Data records:
********

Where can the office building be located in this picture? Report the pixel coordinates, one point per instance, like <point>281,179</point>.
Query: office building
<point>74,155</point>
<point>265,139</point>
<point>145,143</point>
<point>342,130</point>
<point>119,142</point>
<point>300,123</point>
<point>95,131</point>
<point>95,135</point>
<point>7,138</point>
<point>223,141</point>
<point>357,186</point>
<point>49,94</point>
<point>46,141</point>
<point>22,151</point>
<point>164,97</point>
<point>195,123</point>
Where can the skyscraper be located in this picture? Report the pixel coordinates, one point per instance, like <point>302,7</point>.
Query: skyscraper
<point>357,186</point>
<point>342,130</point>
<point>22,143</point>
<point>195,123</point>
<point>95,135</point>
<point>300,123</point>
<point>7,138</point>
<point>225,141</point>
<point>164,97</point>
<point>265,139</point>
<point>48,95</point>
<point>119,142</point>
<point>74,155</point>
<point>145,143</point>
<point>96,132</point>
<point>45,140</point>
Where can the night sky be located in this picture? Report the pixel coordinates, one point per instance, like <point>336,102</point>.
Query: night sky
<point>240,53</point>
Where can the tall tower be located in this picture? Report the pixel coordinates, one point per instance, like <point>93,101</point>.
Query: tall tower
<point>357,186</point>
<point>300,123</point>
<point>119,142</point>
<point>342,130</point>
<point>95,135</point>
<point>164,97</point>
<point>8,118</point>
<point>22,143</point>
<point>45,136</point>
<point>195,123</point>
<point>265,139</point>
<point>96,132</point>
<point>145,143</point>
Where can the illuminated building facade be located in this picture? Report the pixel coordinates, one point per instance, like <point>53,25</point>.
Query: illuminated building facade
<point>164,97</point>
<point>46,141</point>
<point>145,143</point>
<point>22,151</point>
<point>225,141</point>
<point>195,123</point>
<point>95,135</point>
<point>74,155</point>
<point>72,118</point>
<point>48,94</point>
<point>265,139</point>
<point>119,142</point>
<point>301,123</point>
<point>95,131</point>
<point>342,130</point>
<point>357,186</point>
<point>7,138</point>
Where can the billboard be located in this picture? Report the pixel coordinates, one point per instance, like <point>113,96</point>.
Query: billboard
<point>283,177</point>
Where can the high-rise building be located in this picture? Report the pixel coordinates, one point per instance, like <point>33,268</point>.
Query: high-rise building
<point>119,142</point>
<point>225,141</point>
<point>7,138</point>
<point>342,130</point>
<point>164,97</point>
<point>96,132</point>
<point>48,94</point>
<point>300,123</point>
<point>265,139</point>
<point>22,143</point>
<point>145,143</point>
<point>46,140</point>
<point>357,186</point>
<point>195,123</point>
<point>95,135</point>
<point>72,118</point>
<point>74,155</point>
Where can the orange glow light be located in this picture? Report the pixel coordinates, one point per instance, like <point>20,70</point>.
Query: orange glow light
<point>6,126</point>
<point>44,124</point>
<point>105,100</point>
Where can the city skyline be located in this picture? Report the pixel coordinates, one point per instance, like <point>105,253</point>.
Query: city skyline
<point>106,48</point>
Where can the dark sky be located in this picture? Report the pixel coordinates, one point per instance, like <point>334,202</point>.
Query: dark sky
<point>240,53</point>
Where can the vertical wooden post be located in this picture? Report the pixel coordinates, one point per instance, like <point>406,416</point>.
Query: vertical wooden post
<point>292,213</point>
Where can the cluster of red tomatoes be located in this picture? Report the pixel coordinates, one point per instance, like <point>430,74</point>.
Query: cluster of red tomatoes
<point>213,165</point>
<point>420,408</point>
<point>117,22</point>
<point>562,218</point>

********

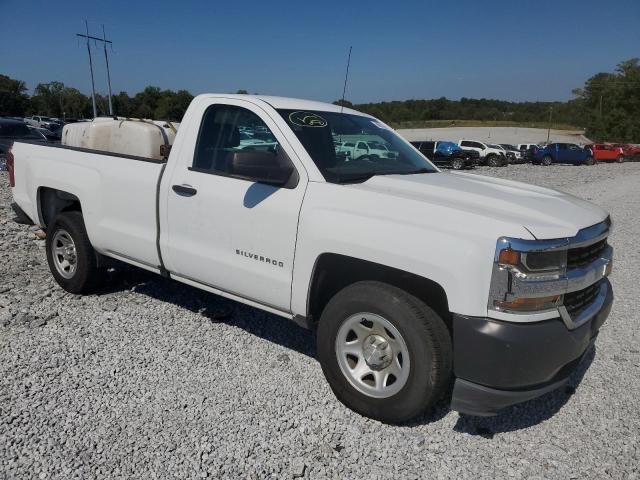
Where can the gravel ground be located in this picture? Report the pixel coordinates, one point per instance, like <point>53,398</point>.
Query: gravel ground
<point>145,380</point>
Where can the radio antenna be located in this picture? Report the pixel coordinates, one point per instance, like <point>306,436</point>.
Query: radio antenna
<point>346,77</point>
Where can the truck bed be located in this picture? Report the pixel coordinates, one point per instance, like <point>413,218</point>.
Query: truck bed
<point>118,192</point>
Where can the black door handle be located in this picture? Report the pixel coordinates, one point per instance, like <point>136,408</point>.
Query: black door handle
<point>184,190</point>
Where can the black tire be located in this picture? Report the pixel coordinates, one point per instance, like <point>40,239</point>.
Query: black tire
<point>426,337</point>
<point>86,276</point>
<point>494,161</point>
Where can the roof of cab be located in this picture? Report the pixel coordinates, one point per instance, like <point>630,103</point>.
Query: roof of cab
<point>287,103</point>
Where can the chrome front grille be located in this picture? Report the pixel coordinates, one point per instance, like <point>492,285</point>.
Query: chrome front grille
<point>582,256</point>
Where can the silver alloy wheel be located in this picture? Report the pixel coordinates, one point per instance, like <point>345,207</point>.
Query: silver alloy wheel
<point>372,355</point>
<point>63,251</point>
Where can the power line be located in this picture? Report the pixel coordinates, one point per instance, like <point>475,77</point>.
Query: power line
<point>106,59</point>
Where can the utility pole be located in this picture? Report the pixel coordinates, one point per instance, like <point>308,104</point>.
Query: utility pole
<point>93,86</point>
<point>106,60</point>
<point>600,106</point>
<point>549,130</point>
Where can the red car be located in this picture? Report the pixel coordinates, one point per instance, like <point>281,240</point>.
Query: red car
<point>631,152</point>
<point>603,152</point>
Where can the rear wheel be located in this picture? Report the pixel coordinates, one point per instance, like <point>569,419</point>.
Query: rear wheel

********

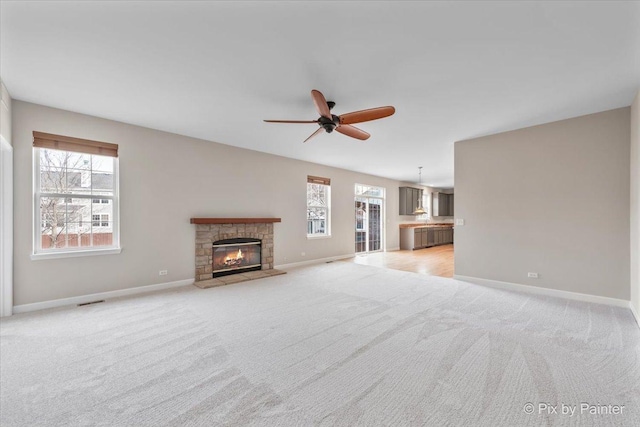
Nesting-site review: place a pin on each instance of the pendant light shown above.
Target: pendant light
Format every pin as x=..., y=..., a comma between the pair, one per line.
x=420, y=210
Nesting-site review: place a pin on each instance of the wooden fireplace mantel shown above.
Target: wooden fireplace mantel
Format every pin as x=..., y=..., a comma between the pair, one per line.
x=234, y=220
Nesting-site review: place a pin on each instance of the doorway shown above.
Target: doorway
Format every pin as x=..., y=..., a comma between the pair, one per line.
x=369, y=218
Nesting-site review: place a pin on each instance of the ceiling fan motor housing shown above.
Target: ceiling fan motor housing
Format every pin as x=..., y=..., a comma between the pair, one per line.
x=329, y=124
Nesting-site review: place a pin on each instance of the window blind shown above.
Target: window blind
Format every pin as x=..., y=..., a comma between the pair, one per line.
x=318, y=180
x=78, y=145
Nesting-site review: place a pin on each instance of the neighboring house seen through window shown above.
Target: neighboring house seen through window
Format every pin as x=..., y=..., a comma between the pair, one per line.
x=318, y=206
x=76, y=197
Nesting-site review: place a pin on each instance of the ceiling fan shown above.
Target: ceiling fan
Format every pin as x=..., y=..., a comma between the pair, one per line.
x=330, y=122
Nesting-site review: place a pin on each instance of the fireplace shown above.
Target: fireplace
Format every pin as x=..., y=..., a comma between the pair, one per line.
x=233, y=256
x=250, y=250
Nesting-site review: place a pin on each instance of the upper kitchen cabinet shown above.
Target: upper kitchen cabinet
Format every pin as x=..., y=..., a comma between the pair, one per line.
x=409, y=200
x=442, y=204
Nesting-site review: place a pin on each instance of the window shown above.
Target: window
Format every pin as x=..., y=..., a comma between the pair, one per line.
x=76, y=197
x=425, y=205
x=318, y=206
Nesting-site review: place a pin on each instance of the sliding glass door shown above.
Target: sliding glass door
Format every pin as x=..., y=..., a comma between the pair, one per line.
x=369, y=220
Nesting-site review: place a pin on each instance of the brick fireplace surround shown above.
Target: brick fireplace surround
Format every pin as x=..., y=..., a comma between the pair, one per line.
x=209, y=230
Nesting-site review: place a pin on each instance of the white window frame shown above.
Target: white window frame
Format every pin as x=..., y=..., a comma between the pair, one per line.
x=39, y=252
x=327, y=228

********

#### Given problem:
Format the lines of the listing above, from the line with "Where can the orange" to the line with "<point>105,100</point>", as a JSON list of strings with one string per line and no blank lines.

#### Finished answer:
[
  "Where can the orange glow light be located in this picture? Report the pixel coordinates, one point per instance, like <point>20,70</point>.",
  "Query: orange glow light",
  "<point>6,126</point>",
  "<point>44,124</point>",
  "<point>105,100</point>"
]